»»
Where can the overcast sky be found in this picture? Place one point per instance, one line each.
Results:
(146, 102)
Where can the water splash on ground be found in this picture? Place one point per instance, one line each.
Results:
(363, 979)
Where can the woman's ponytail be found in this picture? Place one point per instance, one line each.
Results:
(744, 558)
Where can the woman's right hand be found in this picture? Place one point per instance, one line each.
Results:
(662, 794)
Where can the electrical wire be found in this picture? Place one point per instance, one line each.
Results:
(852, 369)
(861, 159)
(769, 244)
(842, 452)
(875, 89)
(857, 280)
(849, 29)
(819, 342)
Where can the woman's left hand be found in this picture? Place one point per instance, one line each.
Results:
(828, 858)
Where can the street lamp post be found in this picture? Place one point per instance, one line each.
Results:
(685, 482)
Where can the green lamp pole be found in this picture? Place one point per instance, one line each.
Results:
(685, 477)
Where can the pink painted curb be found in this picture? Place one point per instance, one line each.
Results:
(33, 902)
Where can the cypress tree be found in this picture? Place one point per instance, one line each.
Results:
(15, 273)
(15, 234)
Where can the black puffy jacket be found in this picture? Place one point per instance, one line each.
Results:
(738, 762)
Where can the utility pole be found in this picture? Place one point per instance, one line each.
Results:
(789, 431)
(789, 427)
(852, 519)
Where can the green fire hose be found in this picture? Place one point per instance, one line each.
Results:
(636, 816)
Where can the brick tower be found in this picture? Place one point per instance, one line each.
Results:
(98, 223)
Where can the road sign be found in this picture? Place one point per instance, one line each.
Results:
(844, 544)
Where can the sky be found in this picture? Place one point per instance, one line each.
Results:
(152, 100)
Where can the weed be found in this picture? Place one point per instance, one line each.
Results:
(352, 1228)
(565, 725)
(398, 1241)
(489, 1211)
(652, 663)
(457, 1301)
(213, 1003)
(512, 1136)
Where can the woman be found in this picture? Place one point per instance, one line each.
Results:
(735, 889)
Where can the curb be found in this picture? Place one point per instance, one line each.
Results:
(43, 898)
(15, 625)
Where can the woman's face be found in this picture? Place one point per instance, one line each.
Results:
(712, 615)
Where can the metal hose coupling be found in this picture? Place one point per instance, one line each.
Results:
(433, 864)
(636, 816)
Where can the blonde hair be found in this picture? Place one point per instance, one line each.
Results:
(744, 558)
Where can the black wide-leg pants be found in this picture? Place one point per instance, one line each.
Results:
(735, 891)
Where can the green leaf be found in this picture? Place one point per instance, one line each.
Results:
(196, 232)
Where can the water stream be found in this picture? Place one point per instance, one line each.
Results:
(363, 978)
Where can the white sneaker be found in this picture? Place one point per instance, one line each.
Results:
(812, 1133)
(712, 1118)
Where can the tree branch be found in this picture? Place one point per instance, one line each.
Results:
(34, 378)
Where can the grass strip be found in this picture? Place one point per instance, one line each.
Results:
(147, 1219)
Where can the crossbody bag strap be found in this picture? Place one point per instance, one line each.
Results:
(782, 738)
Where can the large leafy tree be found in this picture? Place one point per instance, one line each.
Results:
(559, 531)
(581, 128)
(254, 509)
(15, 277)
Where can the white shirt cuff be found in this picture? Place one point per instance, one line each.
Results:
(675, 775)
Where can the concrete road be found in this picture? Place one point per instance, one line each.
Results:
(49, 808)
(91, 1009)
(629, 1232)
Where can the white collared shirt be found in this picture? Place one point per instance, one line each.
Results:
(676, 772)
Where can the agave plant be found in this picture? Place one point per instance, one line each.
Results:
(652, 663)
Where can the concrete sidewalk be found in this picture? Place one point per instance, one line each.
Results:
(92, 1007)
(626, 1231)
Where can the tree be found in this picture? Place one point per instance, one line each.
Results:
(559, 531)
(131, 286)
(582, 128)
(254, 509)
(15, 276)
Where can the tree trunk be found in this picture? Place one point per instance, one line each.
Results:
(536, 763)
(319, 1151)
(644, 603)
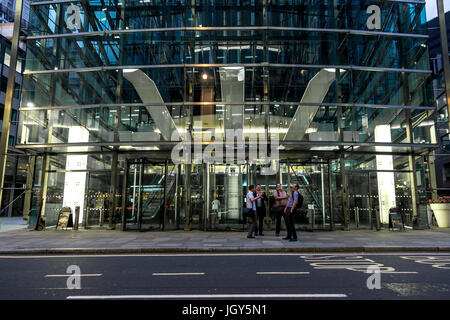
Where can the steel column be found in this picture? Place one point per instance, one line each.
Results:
(29, 188)
(9, 94)
(43, 193)
(330, 198)
(444, 48)
(124, 195)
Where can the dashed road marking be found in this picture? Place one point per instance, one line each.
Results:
(439, 262)
(74, 275)
(350, 262)
(282, 272)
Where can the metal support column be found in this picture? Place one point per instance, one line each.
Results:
(113, 190)
(162, 218)
(124, 195)
(444, 48)
(9, 94)
(330, 195)
(29, 188)
(412, 172)
(43, 193)
(139, 209)
(187, 198)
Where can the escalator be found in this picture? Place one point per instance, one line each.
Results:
(311, 196)
(145, 195)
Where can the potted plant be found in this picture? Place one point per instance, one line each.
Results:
(441, 210)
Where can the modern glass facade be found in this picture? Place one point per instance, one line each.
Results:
(111, 87)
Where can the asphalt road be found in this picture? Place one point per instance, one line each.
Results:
(227, 276)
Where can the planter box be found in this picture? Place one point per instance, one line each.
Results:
(442, 214)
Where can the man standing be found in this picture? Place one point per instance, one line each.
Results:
(295, 199)
(280, 203)
(260, 208)
(250, 200)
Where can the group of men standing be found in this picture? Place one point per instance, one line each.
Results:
(284, 206)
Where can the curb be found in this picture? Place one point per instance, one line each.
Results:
(222, 250)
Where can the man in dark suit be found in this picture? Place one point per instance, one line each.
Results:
(260, 209)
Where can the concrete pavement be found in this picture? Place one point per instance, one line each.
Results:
(114, 241)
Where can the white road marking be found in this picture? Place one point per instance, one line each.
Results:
(208, 296)
(199, 255)
(178, 274)
(146, 255)
(74, 275)
(281, 272)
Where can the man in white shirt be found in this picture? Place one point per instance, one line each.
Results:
(280, 203)
(250, 200)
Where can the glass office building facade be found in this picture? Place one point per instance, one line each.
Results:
(111, 87)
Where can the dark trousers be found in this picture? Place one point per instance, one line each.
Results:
(261, 212)
(290, 225)
(251, 222)
(279, 212)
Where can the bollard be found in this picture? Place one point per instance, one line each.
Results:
(77, 218)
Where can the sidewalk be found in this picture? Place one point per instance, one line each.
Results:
(115, 241)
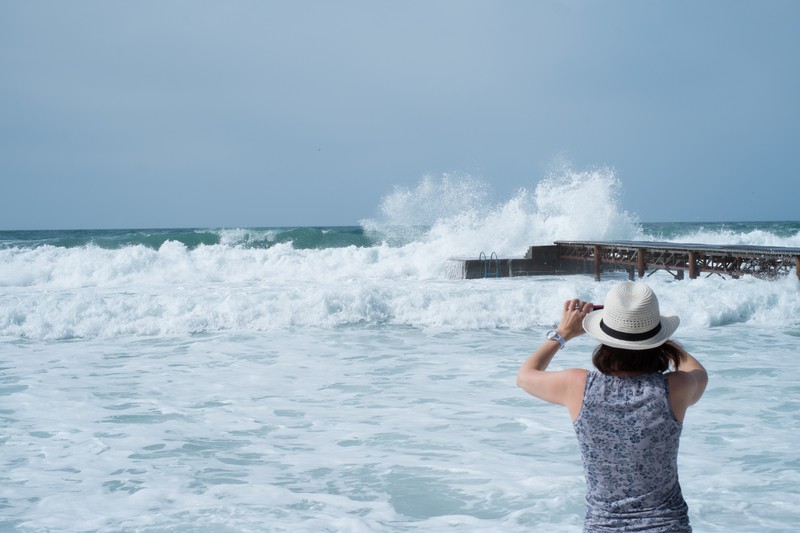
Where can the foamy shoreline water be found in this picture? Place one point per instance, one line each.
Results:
(324, 379)
(360, 429)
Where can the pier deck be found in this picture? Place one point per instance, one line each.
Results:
(640, 258)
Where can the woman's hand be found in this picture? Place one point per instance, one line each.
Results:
(572, 315)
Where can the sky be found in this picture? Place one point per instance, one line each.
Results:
(193, 113)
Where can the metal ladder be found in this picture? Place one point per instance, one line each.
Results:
(487, 264)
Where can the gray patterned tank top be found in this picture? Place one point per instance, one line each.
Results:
(628, 436)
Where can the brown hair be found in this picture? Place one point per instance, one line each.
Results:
(609, 360)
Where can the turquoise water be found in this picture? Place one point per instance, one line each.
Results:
(336, 379)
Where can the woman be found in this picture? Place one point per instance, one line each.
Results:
(627, 415)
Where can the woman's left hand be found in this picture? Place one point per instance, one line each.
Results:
(572, 315)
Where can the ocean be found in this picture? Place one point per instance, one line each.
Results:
(341, 379)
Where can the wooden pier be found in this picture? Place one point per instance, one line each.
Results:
(639, 258)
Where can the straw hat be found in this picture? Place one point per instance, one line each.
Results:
(630, 319)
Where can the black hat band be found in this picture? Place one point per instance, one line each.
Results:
(622, 336)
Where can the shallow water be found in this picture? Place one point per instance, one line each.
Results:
(360, 429)
(335, 379)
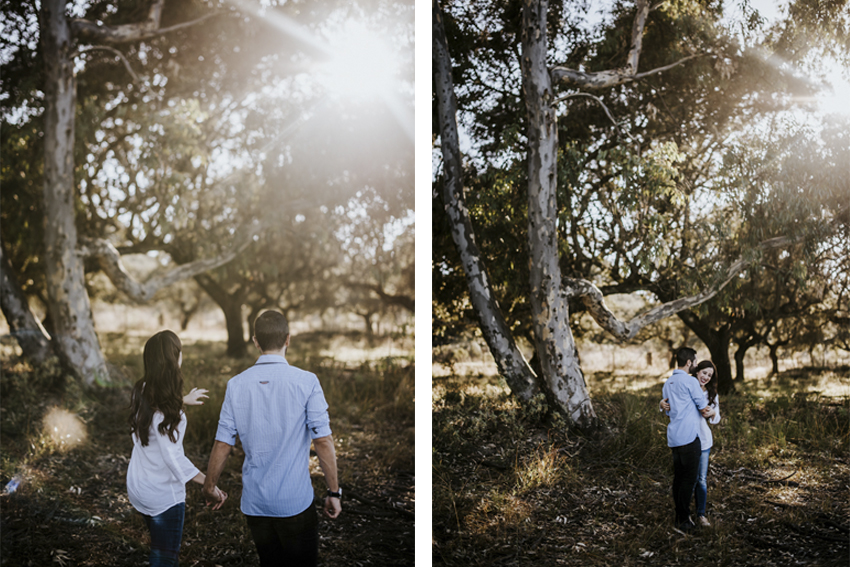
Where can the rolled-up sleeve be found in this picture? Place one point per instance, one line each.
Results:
(318, 422)
(174, 458)
(697, 395)
(226, 432)
(716, 419)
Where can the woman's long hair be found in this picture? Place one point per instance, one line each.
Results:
(711, 385)
(161, 389)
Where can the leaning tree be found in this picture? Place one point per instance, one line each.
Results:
(549, 245)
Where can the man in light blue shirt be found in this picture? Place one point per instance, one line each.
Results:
(276, 410)
(687, 401)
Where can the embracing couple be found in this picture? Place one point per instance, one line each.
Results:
(275, 409)
(691, 402)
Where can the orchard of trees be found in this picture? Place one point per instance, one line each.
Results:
(674, 150)
(202, 134)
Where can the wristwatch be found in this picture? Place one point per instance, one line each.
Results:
(337, 494)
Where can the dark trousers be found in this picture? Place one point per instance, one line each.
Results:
(166, 532)
(292, 541)
(685, 469)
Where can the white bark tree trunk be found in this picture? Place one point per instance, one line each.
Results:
(510, 361)
(68, 300)
(23, 325)
(562, 378)
(550, 312)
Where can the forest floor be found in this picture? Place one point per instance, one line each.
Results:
(513, 486)
(71, 507)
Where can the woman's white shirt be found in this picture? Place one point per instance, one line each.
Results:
(157, 474)
(705, 437)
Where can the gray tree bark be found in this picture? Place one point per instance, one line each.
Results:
(510, 361)
(23, 325)
(562, 377)
(550, 312)
(76, 342)
(68, 301)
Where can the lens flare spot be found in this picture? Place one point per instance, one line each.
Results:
(64, 428)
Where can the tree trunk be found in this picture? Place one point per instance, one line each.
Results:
(22, 323)
(739, 363)
(509, 359)
(774, 359)
(68, 300)
(554, 341)
(231, 305)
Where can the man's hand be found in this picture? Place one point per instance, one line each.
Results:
(332, 507)
(216, 497)
(193, 398)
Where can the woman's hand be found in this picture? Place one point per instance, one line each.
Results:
(217, 498)
(193, 398)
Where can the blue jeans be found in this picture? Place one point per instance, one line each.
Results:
(292, 541)
(166, 532)
(701, 488)
(685, 463)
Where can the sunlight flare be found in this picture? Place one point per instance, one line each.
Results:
(361, 66)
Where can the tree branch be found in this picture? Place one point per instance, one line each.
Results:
(120, 56)
(605, 79)
(401, 300)
(637, 37)
(594, 301)
(110, 262)
(512, 364)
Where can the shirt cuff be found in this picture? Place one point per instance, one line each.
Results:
(319, 430)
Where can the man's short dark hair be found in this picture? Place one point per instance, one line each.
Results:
(271, 330)
(684, 354)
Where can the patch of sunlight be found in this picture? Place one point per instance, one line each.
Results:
««
Please rewrite the rows from the line containing "Where can the metal hose" through the line containing "(626, 1231)" as a two-column CSV headed text and result, one line per row. Enclose each field in quotes, turn any line breaks inside a field into spaces, and leave out all other rows.

text,result
"Where can the metal hose coupling be found in this picture? Place one point per instance, one line each. Results:","(433, 864) (636, 816)"
"Where can the blonde hair be found in this picture? Place one point per instance, one line each. Results:","(744, 558)"
"Where can the black wide-leg pants be found in this picture? Place one point per instance, one line each. Results:","(735, 891)"
"Where can the green leaf be found in this picture? Place one point per instance, one line each. Results:","(196, 232)"
"Where can the water stream be found in this picture? Place one point per instance, one line each. Results:","(363, 978)"
"Where can the white sneaker be found in this picture? Place one point per instance, one line each. Results:","(812, 1133) (712, 1118)"
"Where can the tree branch be found in this picture? Place one point per instance, one line each. Results:","(34, 378)"
"Where can the grass strip be found in this picture? Place one point per instance, one line each. Results:","(147, 1219)"
"Where can the crossbody bag strap be found in this picture? Place one point per instance, one line each. Results:","(782, 738)"
"Where can the large leafy tree be found in this picture? Place one point per instance, one line each. Results:","(559, 531) (581, 128) (254, 509) (15, 277)"
"Where can the white shirt cuff be found in this picture? Place one point per instance, one line each. Results:","(675, 775)"
"Where can the concrete road be found in this picture? Place one point per instance, one line each. Results:","(49, 808) (91, 1009) (629, 1232)"
"Where can the white collared shirt be found in this picture? Place one point per instance, one line each. Results:","(676, 772)"
"Where can the agave plant be found in this picture? Place one point per instance, one line each. Results:","(652, 663)"
"Where can the concrete sidewalk be found in this picture? Place one point per instance, one line each. Results:","(92, 1007) (626, 1231)"